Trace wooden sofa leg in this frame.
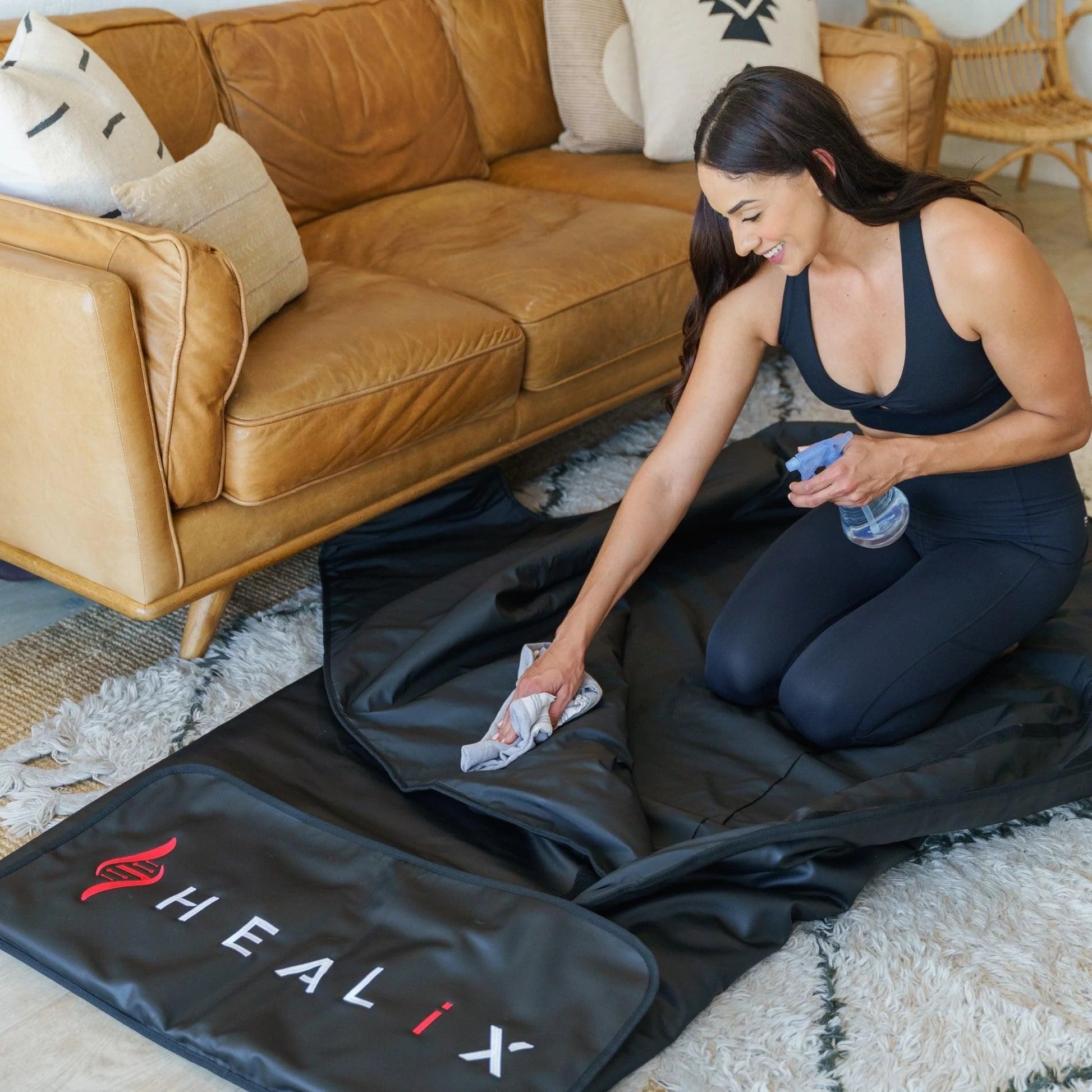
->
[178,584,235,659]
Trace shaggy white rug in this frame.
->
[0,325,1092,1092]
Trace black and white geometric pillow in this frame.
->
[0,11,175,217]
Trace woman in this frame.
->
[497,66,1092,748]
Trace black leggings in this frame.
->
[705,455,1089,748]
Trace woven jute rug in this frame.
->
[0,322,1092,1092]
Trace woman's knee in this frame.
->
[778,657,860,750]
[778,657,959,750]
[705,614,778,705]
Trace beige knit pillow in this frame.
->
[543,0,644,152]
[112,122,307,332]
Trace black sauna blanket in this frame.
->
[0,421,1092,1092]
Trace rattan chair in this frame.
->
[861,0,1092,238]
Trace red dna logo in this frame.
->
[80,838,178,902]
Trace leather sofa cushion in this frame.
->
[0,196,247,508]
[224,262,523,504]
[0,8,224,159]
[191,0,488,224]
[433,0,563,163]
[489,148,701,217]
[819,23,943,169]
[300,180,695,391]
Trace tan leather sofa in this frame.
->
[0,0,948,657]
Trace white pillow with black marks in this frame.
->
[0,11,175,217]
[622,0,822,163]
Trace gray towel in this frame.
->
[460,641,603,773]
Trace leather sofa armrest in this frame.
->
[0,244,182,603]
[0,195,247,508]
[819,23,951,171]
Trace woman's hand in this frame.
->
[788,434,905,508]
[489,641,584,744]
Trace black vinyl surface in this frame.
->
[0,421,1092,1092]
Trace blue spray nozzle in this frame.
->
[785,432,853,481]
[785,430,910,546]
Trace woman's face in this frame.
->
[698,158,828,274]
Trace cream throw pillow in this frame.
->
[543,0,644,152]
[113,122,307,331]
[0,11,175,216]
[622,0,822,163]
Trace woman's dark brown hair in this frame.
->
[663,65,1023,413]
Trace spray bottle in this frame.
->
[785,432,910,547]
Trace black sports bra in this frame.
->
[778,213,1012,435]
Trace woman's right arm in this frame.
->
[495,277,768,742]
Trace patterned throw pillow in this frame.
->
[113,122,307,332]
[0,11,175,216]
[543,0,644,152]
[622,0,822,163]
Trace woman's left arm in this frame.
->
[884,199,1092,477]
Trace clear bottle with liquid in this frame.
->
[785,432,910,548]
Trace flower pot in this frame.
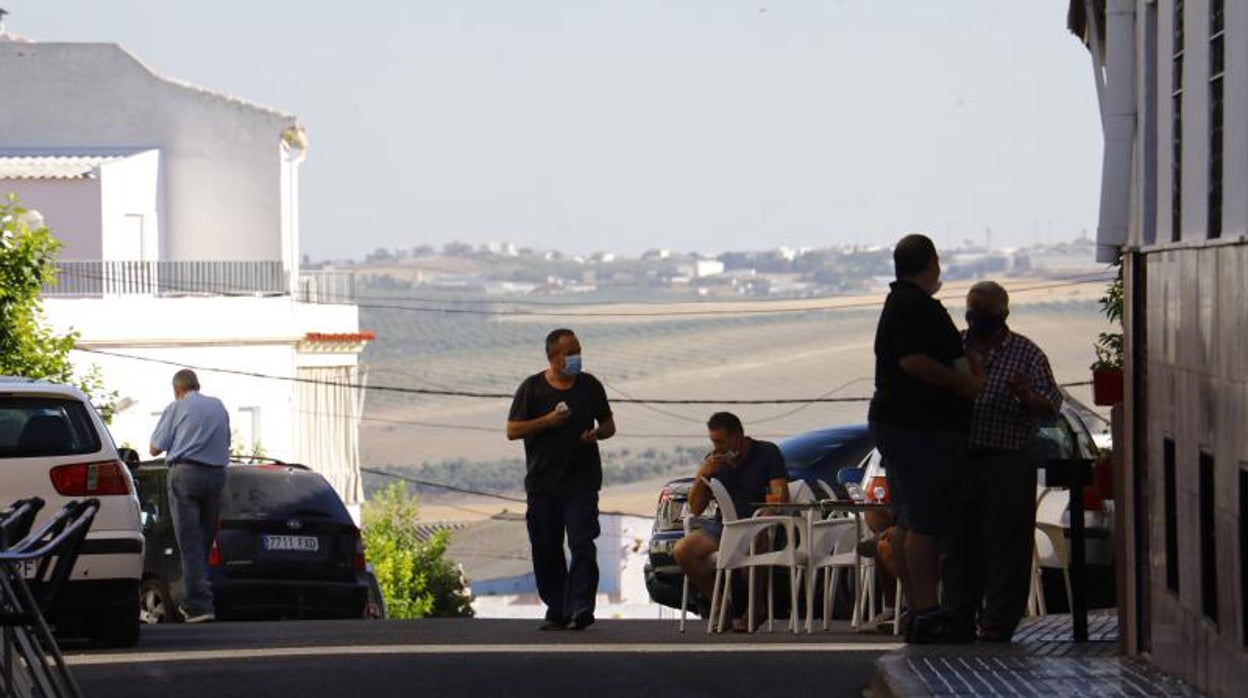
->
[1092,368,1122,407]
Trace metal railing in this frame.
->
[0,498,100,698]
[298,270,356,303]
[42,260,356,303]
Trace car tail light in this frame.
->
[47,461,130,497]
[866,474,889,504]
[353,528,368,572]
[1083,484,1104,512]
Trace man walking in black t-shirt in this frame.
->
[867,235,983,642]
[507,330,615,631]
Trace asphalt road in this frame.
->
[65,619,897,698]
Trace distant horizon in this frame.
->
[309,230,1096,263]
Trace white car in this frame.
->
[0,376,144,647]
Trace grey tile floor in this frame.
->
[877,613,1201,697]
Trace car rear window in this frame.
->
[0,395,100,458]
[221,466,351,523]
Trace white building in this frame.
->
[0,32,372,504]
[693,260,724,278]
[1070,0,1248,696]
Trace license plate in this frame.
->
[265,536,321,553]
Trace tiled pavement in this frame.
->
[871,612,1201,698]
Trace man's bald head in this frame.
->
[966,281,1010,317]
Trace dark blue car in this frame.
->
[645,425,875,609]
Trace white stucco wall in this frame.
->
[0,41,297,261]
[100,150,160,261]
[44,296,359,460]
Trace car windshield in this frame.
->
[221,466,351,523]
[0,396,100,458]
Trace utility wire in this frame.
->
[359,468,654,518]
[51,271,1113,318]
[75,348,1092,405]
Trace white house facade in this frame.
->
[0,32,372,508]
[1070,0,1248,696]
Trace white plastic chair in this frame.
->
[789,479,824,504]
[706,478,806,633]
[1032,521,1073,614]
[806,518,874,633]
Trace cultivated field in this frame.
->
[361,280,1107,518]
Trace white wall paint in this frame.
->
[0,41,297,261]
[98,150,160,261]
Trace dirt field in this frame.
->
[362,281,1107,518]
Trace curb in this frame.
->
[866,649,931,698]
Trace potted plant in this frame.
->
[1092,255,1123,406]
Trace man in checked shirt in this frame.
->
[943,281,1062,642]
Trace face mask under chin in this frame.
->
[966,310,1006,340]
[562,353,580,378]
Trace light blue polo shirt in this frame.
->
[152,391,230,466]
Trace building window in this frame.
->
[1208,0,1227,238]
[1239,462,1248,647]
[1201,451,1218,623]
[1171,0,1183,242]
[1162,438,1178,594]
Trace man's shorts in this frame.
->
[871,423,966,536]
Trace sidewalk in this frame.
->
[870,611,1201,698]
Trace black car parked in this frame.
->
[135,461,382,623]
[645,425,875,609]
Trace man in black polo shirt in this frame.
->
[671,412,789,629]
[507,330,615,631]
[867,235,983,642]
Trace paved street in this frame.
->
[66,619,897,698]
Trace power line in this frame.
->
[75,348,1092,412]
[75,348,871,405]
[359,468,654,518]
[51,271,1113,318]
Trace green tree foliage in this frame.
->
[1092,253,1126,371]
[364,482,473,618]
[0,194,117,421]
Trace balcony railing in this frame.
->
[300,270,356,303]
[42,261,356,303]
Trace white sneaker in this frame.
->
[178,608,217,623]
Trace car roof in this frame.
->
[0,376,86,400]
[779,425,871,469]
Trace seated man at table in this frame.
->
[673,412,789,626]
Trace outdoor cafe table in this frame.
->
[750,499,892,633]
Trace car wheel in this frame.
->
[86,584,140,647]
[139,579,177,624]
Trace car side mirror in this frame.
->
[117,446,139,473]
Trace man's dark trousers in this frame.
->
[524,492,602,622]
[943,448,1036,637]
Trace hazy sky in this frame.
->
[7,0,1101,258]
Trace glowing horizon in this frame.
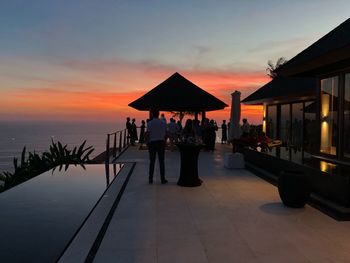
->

> GIVEN PROBLEM
Rewrite all the items above with every "frame" changed to "image" and nothing else altered. Leave the pictures out.

> SOLUTION TO THIS TASK
Trace wooden sofa leg in this image.
->
[178,584,235,659]
Trace shaggy white rug in this image.
->
[0,325,1092,1092]
Trace black and white geometric pillow in this image.
->
[0,11,175,217]
Trace woman in this image.
->
[497,66,1092,748]
Trace black leggings in this image.
->
[705,455,1089,748]
Trace woven jute rug in this image.
->
[0,322,1092,1092]
Trace woman's knee in this image.
->
[778,657,860,750]
[778,657,959,750]
[705,614,778,705]
Trace beige knit pillow in this image.
->
[543,0,644,152]
[112,122,307,332]
Trace black sauna blanket in this image.
->
[0,421,1092,1092]
Trace rattan chair in this image.
->
[861,0,1092,238]
Trace red dna logo in this image.
->
[80,838,178,902]
Trace leather sofa cushion in this image.
->
[0,196,247,508]
[224,262,523,504]
[0,8,224,159]
[191,0,488,224]
[433,0,563,163]
[489,148,701,217]
[819,23,943,169]
[300,180,695,391]
Trace tan leather sofa in this image.
->
[0,0,948,657]
Trace white pillow with black marks in this image.
->
[0,11,175,217]
[622,0,822,163]
Trace gray towel in this image.
->
[460,641,603,773]
Trace leather sofa armrest in this image.
->
[0,244,182,603]
[0,195,247,508]
[819,23,951,171]
Trace woman's hand in this image.
->
[788,434,905,508]
[489,641,584,744]
Trace black vinyl surface in this image.
->
[0,421,1092,1092]
Trace blue spray nozzle in this image.
->
[785,432,853,481]
[785,430,910,546]
Trace woman's face in this image.
->
[698,158,828,274]
Trace cream throw pillow in this image.
->
[543,0,644,152]
[113,122,307,331]
[0,11,175,216]
[622,0,822,163]
Trace woman's dark brown hair in this image.
->
[663,65,1023,413]
Trace spray bottle in this image.
->
[785,432,910,547]
Trace black sports bra in this image.
->
[778,213,1012,435]
Trace woman's right arm in this image.
->
[495,277,768,742]
Trace patterned throw pillow in this image.
->
[113,122,307,332]
[0,11,175,216]
[543,0,644,152]
[622,0,822,163]
Trace woman's left arm in this image.
->
[884,199,1092,477]
Trace clear bottle with liquid in this image.
->
[785,432,910,548]
Trace flower pot in this image.
->
[1092,368,1122,407]
Trace metal railing in this image.
->
[0,498,100,698]
[298,270,356,303]
[42,260,356,303]
Trace car tail light in this image.
->
[47,461,130,497]
[866,474,889,504]
[353,528,368,572]
[1083,484,1104,512]
Trace man walking in black t-shirt in this image.
->
[867,235,983,642]
[507,330,615,631]
Trace asphalt road in this image.
->
[65,619,897,698]
Trace distant horizon in this image.
->
[309,230,1096,263]
Trace white car in this image.
->
[0,376,144,647]
Trace grey tile floor in this image.
->
[877,613,1201,697]
Trace car rear window in this image.
->
[0,395,100,458]
[221,466,351,523]
Trace white building in this image.
->
[0,32,372,504]
[693,260,724,278]
[1070,0,1248,696]
Trace license plate in this image.
->
[265,536,321,553]
Trace tiled pavement in this image.
->
[871,612,1201,698]
Trace man's bald head in this image.
->
[966,281,1010,317]
Trace dark blue car in this image.
->
[645,425,875,609]
Trace white stucco wall in this image.
->
[0,41,297,261]
[100,150,160,261]
[44,296,359,460]
Trace car windshield in this image.
->
[221,466,351,523]
[0,396,100,458]
Trace utility wire in this image.
->
[359,468,654,518]
[51,271,1113,318]
[75,348,1092,405]
Trace white house facade in this image.
->
[0,32,372,508]
[1070,0,1248,696]
Trace white plastic chair in this image.
->
[789,479,824,504]
[706,478,806,633]
[1032,521,1073,614]
[806,518,874,633]
Trace cultivated field in this image.
->
[361,280,1107,518]
Trace white wall paint in this image.
->
[0,41,297,261]
[98,150,160,261]
Trace dirt field in this image.
->
[362,281,1107,518]
Trace curb in this image.
->
[866,649,931,698]
Trace potted plant in this image.
->
[1092,255,1123,406]
Trace man in checked shirt in this image.
->
[943,281,1062,642]
Trace face mask under chin in this image.
->
[966,310,1006,340]
[562,353,580,378]
Trace light blue polo shirt in this image.
->
[152,391,230,466]
Trace building window in this image.
->
[1208,0,1227,238]
[1239,462,1248,647]
[1201,451,1218,623]
[1171,0,1183,242]
[1162,438,1178,594]
Trace man's shorts in this image.
->
[871,423,966,536]
Trace sidewalk in this image.
->
[870,611,1201,698]
Trace black car parked in this image.
->
[135,461,382,623]
[645,425,875,609]
Trace man in black polo shirt in this image.
->
[671,412,789,629]
[507,330,615,631]
[867,235,983,642]
Trace paved street in this image.
->
[66,619,897,698]
Trace power line in this image.
->
[75,348,1092,412]
[75,348,871,405]
[359,468,654,518]
[51,271,1113,318]
Trace green tree foliage in this image.
->
[1092,253,1126,371]
[364,482,473,618]
[0,194,117,421]
Trace balcony railing in this image.
->
[300,270,356,303]
[42,261,356,303]
Trace white sneaker in this image.
->
[178,608,217,623]
Trace car roof in this image.
->
[0,376,86,400]
[779,425,871,469]
Trace seated man at table in this image.
->
[673,412,789,626]
Trace outdoor cafe table in this image.
->
[750,499,892,633]
Trace car wheel in this image.
->
[86,584,140,647]
[139,579,177,624]
Trace car side mirror in this image.
->
[117,446,139,473]
Trace man's dark trousers in this image.
->
[524,492,602,622]
[943,448,1036,637]
Trace hazy sky in this image.
->
[7,0,1101,258]
Trace glowing horizon in this image.
->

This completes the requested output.